# start of LISTED RECORDS

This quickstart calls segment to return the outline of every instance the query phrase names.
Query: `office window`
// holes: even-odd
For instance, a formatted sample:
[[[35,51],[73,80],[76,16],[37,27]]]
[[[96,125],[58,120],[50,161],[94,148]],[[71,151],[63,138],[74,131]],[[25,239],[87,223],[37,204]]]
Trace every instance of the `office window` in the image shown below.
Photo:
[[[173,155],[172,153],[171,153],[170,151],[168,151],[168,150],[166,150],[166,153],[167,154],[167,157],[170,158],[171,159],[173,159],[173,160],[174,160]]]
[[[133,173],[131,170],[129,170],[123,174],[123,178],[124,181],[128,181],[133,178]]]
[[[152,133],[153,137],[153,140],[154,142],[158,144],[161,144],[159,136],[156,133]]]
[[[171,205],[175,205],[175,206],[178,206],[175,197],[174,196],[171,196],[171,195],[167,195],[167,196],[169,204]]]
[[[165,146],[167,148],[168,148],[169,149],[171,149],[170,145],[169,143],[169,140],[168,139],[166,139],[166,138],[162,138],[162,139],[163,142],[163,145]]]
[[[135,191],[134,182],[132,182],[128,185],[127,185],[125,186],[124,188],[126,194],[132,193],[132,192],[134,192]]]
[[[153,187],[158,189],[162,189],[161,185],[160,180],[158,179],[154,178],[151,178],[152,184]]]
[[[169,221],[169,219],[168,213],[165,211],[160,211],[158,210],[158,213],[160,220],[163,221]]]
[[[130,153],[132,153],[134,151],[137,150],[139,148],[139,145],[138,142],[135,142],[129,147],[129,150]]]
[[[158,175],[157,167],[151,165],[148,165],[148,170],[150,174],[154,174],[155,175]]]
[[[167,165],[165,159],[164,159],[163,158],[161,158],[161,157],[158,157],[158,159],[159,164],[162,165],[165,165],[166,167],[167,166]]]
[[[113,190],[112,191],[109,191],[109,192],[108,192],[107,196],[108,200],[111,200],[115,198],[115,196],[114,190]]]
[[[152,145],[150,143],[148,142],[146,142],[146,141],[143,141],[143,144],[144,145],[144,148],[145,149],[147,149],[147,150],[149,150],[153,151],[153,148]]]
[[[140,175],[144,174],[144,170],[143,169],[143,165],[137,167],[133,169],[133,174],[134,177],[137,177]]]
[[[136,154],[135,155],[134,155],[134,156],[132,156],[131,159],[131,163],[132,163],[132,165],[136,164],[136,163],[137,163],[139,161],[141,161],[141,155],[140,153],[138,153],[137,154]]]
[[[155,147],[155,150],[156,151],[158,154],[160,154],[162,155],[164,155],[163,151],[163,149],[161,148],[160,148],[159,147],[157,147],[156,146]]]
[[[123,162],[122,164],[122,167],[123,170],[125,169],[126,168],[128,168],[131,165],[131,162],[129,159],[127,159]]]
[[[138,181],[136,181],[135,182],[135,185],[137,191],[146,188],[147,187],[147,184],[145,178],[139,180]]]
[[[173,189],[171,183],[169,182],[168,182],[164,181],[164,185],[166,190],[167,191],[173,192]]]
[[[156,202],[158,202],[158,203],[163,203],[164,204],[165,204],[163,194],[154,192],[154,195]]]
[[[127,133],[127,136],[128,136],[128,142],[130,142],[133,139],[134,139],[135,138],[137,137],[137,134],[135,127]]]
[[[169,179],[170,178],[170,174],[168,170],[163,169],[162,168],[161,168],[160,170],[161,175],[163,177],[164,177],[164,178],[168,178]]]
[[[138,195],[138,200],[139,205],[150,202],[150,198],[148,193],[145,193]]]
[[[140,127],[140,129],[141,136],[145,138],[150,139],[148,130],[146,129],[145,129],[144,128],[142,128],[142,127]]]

# end of LISTED RECORDS

** REQUEST **
Please show each line of the records above that contains the word "office". Case counts.

** WRITTEN RESPONSE **
Query: `office window`
Trace every instance of the `office window` in the image shown below.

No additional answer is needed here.